>>>

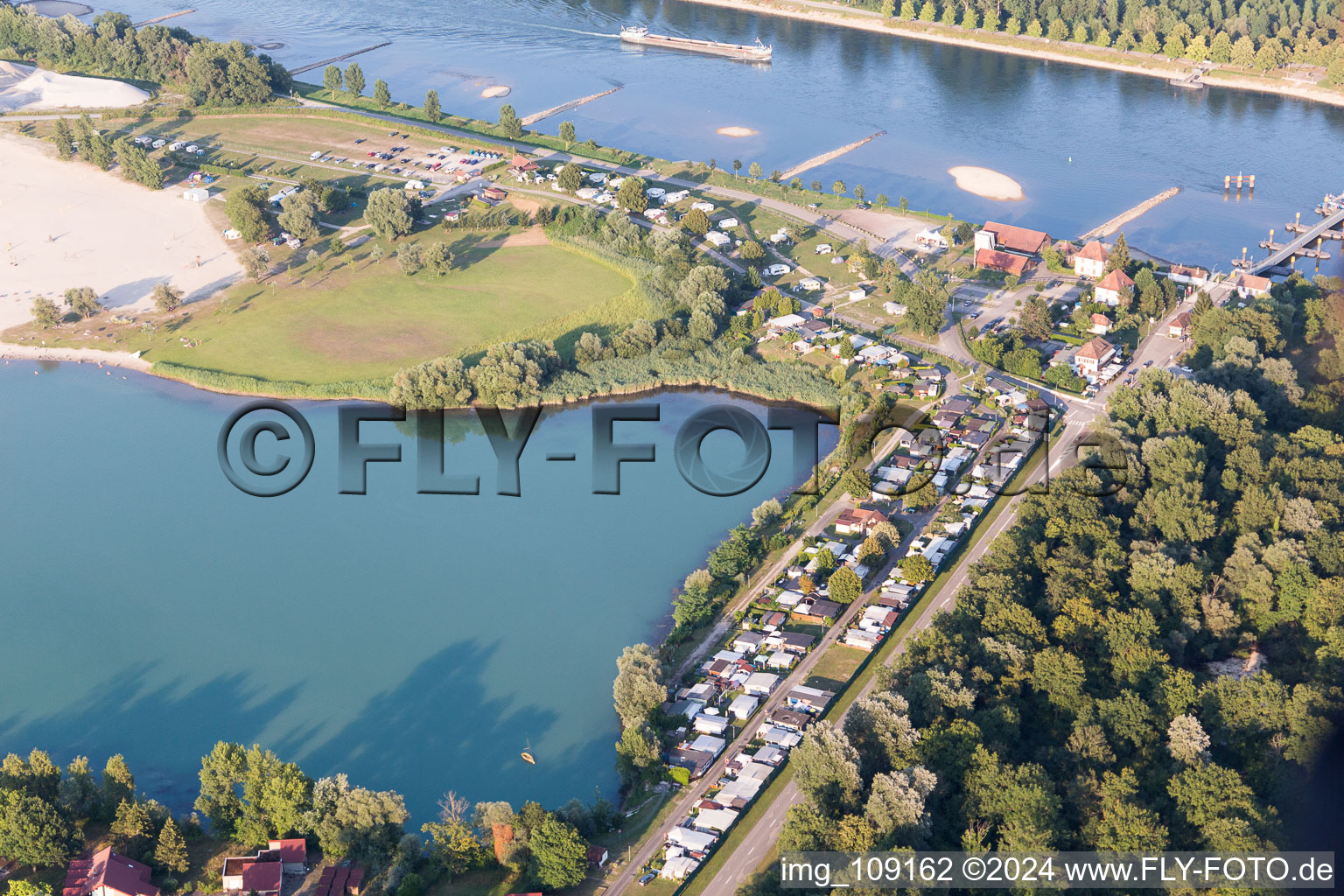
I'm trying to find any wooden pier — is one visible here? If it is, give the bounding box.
[1233,208,1344,274]
[130,10,195,28]
[289,40,393,75]
[523,88,620,128]
[1284,213,1344,239]
[1259,236,1331,261]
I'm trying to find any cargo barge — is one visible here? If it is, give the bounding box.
[621,25,772,62]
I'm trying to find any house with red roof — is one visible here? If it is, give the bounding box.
[1166,264,1208,286]
[1074,239,1106,278]
[1074,336,1116,379]
[223,851,285,896]
[1233,271,1273,298]
[976,220,1050,256]
[508,153,537,175]
[1096,268,1134,308]
[60,846,158,896]
[976,248,1031,276]
[1166,312,1192,339]
[836,508,887,535]
[221,836,308,896]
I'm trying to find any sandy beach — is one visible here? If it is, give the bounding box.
[948,165,1023,201]
[0,135,242,331]
[0,342,149,374]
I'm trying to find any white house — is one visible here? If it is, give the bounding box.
[667,825,715,853]
[1233,271,1271,298]
[757,725,802,750]
[732,632,765,655]
[659,854,714,880]
[694,712,732,735]
[729,693,760,718]
[685,735,729,756]
[1074,239,1108,278]
[741,672,780,698]
[691,808,738,834]
[765,314,808,329]
[915,227,948,251]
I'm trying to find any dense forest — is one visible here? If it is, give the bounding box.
[0,741,619,896]
[855,0,1344,83]
[0,4,291,105]
[743,278,1344,893]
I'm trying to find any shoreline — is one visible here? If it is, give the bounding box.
[687,0,1344,106]
[0,342,153,374]
[0,342,838,412]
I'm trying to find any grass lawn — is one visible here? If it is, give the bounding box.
[424,868,514,896]
[804,643,868,692]
[6,228,648,383]
[103,114,485,164]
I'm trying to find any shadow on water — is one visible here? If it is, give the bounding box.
[276,642,617,805]
[0,662,303,808]
[0,640,617,826]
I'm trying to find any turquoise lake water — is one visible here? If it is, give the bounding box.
[0,361,835,826]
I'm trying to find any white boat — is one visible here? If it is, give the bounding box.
[621,25,773,62]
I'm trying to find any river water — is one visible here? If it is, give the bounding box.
[0,361,835,829]
[104,0,1344,273]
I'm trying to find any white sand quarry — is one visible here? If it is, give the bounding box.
[0,62,149,111]
[0,136,242,329]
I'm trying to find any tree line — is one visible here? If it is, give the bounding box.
[858,0,1344,83]
[0,741,619,896]
[0,5,293,106]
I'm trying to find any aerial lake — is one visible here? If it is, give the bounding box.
[99,0,1344,273]
[0,361,836,828]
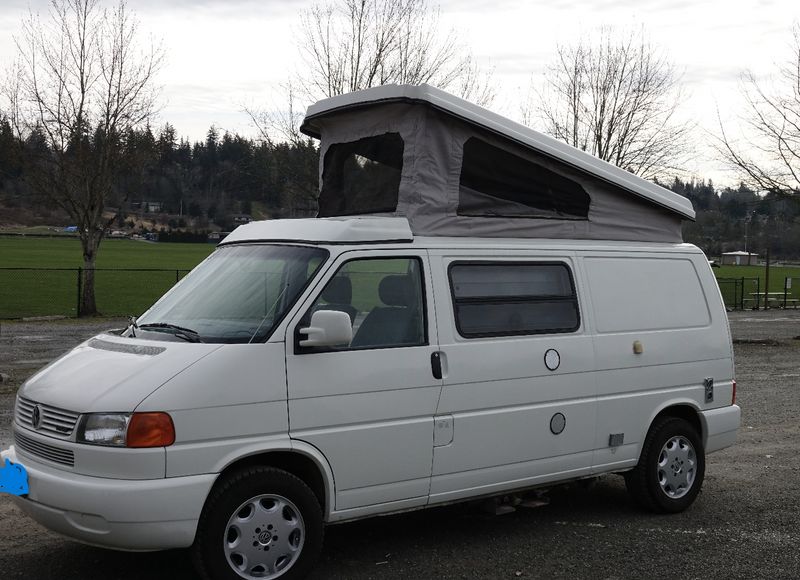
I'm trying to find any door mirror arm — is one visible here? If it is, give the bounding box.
[298,310,353,347]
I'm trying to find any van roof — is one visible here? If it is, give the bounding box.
[301,84,695,220]
[219,216,414,246]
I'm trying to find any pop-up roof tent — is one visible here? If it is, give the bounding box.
[301,85,694,242]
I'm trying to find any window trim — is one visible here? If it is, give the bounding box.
[292,254,430,355]
[447,260,582,340]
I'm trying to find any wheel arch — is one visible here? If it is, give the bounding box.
[215,441,335,521]
[639,401,708,454]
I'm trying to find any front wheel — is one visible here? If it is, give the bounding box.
[625,417,706,513]
[192,467,323,580]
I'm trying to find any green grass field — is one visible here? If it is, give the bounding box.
[0,237,214,319]
[0,237,214,270]
[0,237,800,319]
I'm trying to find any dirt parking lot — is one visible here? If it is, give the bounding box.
[0,310,800,580]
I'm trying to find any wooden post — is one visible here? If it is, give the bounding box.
[764,246,769,310]
[75,268,83,318]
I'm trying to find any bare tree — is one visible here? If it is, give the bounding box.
[523,29,690,178]
[244,81,306,146]
[718,24,800,195]
[299,0,494,105]
[4,0,162,315]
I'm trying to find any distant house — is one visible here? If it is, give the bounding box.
[722,250,758,266]
[131,201,164,213]
[208,232,230,244]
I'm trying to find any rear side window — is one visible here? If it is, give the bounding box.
[319,133,404,217]
[450,262,580,338]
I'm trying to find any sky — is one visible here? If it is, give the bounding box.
[0,0,800,185]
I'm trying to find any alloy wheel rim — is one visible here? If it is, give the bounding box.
[656,435,697,499]
[222,494,306,580]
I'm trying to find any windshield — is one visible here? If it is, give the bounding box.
[134,244,328,343]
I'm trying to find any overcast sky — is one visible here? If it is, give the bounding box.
[0,0,800,183]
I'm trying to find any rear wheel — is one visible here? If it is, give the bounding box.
[193,467,323,580]
[625,417,706,513]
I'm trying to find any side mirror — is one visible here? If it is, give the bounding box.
[300,310,353,346]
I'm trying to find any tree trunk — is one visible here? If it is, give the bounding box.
[80,232,100,316]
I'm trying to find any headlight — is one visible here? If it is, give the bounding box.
[77,412,175,448]
[77,413,131,447]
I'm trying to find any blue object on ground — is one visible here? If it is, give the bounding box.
[0,459,28,495]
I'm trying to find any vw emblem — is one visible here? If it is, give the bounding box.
[31,405,42,431]
[258,530,272,546]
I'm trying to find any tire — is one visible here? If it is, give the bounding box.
[625,417,706,513]
[192,467,324,580]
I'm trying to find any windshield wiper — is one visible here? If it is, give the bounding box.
[136,322,203,342]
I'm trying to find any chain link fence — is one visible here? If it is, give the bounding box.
[717,277,800,310]
[0,268,189,319]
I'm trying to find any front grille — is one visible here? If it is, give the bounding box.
[14,431,75,467]
[16,397,80,439]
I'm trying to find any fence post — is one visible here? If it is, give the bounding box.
[75,267,83,318]
[739,276,744,310]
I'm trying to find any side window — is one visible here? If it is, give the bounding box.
[301,258,427,350]
[450,262,580,338]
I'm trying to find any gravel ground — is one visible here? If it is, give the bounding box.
[0,310,800,580]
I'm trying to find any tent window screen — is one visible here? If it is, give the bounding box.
[319,133,403,217]
[450,262,580,338]
[458,137,590,219]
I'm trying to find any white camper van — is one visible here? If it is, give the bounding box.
[3,86,740,579]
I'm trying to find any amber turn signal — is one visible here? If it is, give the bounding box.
[126,413,175,447]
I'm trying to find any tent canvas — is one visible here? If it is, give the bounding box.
[302,85,694,242]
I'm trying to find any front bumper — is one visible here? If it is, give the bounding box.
[0,446,217,551]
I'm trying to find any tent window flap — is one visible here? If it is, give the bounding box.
[458,137,590,219]
[319,133,404,217]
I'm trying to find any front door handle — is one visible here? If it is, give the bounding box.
[431,350,442,381]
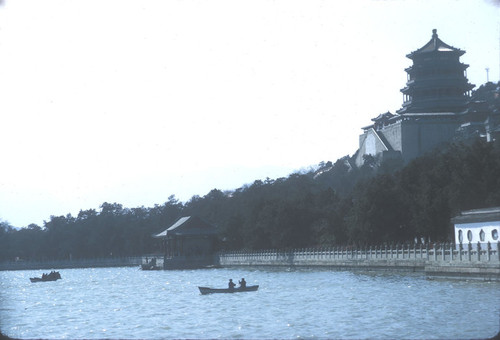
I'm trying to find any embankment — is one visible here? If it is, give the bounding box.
[219,244,500,281]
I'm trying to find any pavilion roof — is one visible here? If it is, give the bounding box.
[407,29,465,59]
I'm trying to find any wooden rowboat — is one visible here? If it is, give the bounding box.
[198,285,259,295]
[30,272,61,282]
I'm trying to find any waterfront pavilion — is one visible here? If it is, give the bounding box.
[451,207,500,250]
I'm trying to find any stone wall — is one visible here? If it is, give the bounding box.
[219,244,500,281]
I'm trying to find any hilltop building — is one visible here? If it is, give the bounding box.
[353,29,500,166]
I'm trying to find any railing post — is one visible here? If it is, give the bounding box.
[497,241,500,262]
[477,241,481,262]
[488,241,491,262]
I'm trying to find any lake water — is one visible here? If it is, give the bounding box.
[0,268,500,339]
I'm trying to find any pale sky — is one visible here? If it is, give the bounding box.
[0,0,500,227]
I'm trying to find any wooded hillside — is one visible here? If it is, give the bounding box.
[0,140,500,260]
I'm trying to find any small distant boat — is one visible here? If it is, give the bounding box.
[198,285,259,295]
[141,263,163,270]
[30,272,61,282]
[141,258,163,270]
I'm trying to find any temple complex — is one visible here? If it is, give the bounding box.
[353,29,500,166]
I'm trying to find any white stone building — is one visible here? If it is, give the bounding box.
[451,207,500,249]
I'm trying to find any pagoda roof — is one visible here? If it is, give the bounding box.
[451,207,500,224]
[372,111,394,122]
[153,216,217,238]
[407,29,465,59]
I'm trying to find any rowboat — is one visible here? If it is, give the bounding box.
[30,272,61,282]
[198,285,259,295]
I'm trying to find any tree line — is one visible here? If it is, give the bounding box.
[0,140,500,260]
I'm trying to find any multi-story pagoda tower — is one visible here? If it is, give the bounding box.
[397,29,474,114]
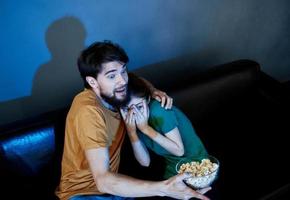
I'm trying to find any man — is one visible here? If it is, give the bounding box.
[56,41,208,200]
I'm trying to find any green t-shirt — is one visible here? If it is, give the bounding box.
[138,100,208,179]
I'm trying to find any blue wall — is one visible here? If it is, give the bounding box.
[0,0,290,124]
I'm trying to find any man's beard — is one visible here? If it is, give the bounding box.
[101,89,130,108]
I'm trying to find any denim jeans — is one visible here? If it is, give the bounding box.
[69,194,134,200]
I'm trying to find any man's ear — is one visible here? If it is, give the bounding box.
[86,76,99,89]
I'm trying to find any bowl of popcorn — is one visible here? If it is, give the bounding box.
[176,155,220,190]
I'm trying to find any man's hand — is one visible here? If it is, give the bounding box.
[164,173,211,200]
[151,89,173,109]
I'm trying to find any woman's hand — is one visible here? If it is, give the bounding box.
[120,108,136,134]
[151,88,173,109]
[133,100,149,133]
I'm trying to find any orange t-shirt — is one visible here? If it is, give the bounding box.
[56,89,125,199]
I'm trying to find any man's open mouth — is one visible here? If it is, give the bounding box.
[115,87,127,93]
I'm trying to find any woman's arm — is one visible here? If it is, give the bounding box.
[134,101,184,156]
[142,125,184,156]
[128,73,173,109]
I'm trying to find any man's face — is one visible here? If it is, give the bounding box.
[96,61,128,106]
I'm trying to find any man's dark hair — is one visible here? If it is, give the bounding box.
[78,40,129,88]
[128,73,151,102]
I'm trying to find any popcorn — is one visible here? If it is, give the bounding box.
[178,159,219,189]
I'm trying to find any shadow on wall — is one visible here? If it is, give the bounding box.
[132,48,227,94]
[0,17,86,124]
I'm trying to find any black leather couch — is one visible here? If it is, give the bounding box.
[0,60,290,200]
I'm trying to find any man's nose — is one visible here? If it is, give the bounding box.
[117,74,127,85]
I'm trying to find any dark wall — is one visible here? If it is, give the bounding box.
[0,0,290,124]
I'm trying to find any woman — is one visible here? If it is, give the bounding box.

<<<

§ **Task description**: Return every line of the material above that contains the word "building". Case counts.

§ **Finished task**:
I'm trying to find any hilltop building — is one visible here? If it is, give the bounding box.
I'm trying to find any white stone building — is one visible here? If it is, give the bounding box.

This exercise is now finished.